======== Data to use ========

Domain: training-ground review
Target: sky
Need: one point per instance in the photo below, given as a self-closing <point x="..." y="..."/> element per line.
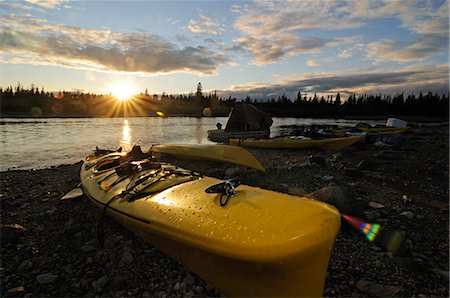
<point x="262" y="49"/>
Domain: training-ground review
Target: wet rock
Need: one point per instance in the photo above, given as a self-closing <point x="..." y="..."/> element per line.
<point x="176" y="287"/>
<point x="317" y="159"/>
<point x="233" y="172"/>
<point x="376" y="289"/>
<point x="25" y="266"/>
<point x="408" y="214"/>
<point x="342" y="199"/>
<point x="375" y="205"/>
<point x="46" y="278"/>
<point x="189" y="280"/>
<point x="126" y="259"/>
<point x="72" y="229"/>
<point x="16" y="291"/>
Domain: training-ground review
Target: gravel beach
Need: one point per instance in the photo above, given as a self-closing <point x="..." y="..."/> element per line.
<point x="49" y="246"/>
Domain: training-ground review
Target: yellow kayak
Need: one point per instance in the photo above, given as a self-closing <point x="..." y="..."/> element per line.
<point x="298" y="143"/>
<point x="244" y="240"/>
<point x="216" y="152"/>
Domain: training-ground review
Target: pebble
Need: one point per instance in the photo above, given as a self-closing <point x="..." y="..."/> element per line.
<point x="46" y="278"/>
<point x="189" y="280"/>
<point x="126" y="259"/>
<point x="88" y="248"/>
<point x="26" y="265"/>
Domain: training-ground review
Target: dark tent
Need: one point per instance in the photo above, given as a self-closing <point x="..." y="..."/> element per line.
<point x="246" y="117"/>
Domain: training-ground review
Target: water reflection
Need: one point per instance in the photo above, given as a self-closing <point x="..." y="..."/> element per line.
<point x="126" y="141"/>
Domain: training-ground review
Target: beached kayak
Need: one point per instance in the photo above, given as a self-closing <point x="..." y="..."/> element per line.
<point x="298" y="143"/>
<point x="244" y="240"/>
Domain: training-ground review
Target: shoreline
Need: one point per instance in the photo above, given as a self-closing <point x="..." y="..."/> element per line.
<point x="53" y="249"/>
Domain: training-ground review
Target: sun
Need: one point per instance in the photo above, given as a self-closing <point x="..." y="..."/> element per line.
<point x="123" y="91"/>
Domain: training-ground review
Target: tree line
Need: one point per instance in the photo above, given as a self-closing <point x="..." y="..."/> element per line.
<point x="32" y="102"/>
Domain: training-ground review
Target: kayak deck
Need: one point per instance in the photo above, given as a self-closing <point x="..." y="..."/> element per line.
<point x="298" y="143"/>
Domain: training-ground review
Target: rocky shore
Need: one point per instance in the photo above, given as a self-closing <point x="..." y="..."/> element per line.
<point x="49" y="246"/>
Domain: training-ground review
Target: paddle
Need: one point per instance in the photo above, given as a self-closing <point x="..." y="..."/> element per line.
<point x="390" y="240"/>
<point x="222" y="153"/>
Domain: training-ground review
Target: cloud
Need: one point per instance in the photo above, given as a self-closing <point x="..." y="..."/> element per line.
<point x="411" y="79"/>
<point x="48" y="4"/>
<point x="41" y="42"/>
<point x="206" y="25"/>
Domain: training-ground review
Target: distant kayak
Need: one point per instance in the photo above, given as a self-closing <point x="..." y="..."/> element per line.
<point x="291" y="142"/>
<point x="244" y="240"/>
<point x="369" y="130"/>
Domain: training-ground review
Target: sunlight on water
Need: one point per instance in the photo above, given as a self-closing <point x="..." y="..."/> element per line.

========

Brief
The records shown above are to be repeated exactly, with the pictures left out.

Task answer
Domain: training-ground review
Target: sky
Need: one point per instance in the photo below, given as a self-closing <point x="..." y="..."/> element per line.
<point x="262" y="49"/>
Domain: training-ground review
Target: wet rock
Need: one point per instance in the photo above, given as a self-closing <point x="..." y="..."/> element per line.
<point x="176" y="287"/>
<point x="317" y="159"/>
<point x="233" y="172"/>
<point x="376" y="289"/>
<point x="25" y="266"/>
<point x="408" y="214"/>
<point x="342" y="199"/>
<point x="375" y="205"/>
<point x="46" y="278"/>
<point x="189" y="280"/>
<point x="126" y="259"/>
<point x="72" y="229"/>
<point x="16" y="291"/>
Domain: training-ground review
Target: gravel beach
Need: one point per instance in the photo above, given as a self-closing <point x="..." y="..."/> element per line.
<point x="49" y="246"/>
Domain: training-ground review
Target: yellow kayak
Need: one point per instance in the photo above, given as a self-closing <point x="..." y="..."/> element per line.
<point x="298" y="143"/>
<point x="244" y="240"/>
<point x="216" y="152"/>
Domain: training-ground review
Target: pebble
Need: one point per instance in the photo above, given as a self-closing <point x="..." y="..."/> element per line.
<point x="46" y="278"/>
<point x="189" y="280"/>
<point x="126" y="259"/>
<point x="88" y="248"/>
<point x="26" y="265"/>
Domain: training-ground review
Target: dark tent
Need: one point per instance in the photo above, given as a self-closing <point x="..." y="..."/> element per line.
<point x="246" y="117"/>
Domain: training-ground review
Target: water reflection
Need: one point per instance in the photo above, given as a self-closing <point x="..." y="..."/> element per line.
<point x="126" y="141"/>
Domain: training-ground review
Target: beached kayak
Need: one point per instance in the photo above, given as a self-closing <point x="..." y="..."/> element per line.
<point x="298" y="143"/>
<point x="244" y="240"/>
Domain: training-ground review
Target: shoreline
Need: one point per instance in the photo above, given as a self-closing <point x="..." y="..."/> element per line.
<point x="53" y="249"/>
Domain: training-ground review
Target: sun
Need: one point per instance in the photo above, given as a self-closing <point x="..." y="..."/> element per line.
<point x="123" y="91"/>
Domain: training-ground review
Target: tree line
Need: one point per instance in the photo above, given as a self-closing <point x="..." y="..."/> element per line.
<point x="32" y="102"/>
Domain: training-ground review
Target: kayak deck
Need: one point per instance in the photo above, given as a self-closing <point x="..." y="..."/> element per line.
<point x="298" y="143"/>
Domain: training-ground review
Target: rocky shore
Need: one point per instance in the photo above, given as a self-closing <point x="..." y="..."/> element per line.
<point x="49" y="246"/>
Domain: training-ground review
Target: paddle
Need: one point per instance in the photo above, given as a self-closing <point x="..." y="..."/> element per line.
<point x="390" y="240"/>
<point x="222" y="153"/>
Domain: training-ground review
Target: cloud
Need: one point per instance in the photo above, given as a self-closing <point x="..." y="..."/> element per line.
<point x="411" y="79"/>
<point x="48" y="4"/>
<point x="41" y="42"/>
<point x="206" y="25"/>
Domain: training-ground review
Target: distant kayak
Need: one point per instance in the photo above, given as a self-closing <point x="..." y="..."/> element per line.
<point x="291" y="142"/>
<point x="244" y="240"/>
<point x="369" y="130"/>
Domain: training-ground review
Target: sunlight on water
Need: one point per instance in the photo above, given as a self-closing <point x="..." y="..."/> element per line.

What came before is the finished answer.